>>
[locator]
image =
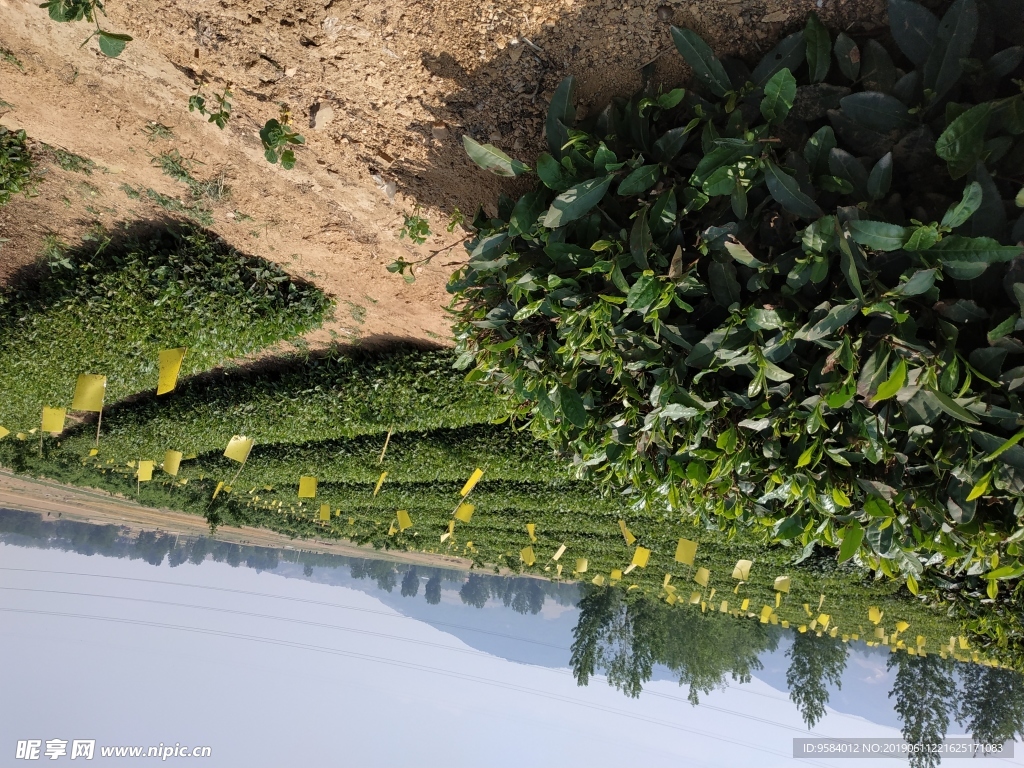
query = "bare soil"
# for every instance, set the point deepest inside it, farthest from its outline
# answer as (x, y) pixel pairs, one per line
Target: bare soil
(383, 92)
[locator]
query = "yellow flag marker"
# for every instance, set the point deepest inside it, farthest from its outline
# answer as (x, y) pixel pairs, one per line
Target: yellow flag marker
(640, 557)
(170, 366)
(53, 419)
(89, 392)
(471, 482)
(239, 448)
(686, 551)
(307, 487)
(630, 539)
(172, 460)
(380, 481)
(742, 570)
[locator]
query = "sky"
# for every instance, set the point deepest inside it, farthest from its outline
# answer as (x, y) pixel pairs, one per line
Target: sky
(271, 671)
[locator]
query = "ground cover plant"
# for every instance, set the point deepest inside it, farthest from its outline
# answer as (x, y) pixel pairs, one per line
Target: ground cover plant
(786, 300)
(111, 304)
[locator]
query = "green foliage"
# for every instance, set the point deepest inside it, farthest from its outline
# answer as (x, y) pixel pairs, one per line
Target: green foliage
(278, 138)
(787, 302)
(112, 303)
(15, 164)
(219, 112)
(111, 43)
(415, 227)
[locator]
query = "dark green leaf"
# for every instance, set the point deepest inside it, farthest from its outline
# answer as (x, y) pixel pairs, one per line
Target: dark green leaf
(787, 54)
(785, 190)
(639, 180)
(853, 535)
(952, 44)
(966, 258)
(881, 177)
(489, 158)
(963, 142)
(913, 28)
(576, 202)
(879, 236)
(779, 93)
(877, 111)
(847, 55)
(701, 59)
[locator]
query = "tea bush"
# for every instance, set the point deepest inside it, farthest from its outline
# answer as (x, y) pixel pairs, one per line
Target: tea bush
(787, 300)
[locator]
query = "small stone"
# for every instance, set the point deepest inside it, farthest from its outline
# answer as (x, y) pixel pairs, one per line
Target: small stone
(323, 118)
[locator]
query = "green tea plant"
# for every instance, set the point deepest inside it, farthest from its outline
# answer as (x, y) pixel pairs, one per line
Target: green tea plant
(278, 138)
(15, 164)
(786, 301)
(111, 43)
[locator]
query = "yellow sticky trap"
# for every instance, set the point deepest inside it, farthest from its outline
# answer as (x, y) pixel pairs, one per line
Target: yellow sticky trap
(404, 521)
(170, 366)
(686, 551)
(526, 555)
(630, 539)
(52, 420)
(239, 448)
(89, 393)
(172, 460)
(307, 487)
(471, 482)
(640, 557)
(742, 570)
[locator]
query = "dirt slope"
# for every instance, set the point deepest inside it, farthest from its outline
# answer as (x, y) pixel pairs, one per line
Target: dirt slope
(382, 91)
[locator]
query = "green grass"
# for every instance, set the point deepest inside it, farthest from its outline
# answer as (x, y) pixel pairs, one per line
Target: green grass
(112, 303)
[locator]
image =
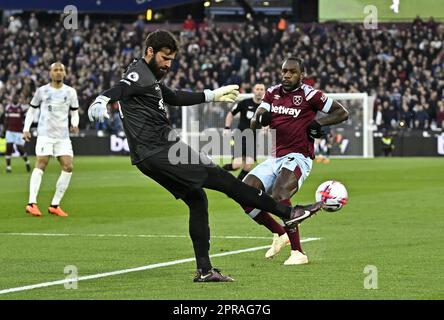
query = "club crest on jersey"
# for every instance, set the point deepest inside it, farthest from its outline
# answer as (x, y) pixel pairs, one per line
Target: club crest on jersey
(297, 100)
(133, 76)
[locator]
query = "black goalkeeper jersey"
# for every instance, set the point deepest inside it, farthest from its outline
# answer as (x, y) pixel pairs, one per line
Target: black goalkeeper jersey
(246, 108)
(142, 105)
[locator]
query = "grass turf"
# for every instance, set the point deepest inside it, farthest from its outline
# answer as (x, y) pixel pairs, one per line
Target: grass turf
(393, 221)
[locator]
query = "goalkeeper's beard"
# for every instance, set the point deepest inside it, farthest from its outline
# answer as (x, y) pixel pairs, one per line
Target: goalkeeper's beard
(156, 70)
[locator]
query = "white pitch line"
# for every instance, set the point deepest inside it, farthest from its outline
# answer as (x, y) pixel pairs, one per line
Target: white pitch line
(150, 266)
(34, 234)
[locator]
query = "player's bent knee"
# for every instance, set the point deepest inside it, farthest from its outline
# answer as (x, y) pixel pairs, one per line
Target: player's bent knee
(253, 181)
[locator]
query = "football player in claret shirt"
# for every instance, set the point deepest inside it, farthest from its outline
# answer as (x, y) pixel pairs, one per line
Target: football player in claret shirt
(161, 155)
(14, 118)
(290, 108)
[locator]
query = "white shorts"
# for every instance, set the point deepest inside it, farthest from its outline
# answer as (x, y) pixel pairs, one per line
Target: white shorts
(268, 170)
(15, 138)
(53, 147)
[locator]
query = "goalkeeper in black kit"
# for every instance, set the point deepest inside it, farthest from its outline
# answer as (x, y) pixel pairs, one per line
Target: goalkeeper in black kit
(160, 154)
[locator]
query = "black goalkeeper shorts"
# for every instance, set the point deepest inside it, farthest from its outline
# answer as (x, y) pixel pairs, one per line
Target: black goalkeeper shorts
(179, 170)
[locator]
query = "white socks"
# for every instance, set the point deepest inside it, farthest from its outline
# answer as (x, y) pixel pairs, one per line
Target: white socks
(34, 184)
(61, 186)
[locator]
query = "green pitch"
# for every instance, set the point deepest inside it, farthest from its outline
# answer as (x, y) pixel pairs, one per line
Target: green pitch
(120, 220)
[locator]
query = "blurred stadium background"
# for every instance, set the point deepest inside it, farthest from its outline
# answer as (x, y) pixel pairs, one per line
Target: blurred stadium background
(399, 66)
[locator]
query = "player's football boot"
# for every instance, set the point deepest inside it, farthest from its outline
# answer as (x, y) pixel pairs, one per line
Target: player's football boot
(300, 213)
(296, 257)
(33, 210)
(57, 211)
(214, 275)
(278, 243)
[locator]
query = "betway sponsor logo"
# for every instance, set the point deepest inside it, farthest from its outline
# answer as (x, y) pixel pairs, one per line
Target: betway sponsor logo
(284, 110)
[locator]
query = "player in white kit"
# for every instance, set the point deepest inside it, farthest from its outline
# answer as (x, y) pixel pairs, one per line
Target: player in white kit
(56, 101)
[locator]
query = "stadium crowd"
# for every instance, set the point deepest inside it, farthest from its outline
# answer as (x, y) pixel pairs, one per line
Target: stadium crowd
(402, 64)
<<
### Work instructions:
Pick out each line of the records that contains the string "crowd", matching case exactly, and copy those lines.

### Finished answer:
query = "stadium crowd"
Target: stadium crowd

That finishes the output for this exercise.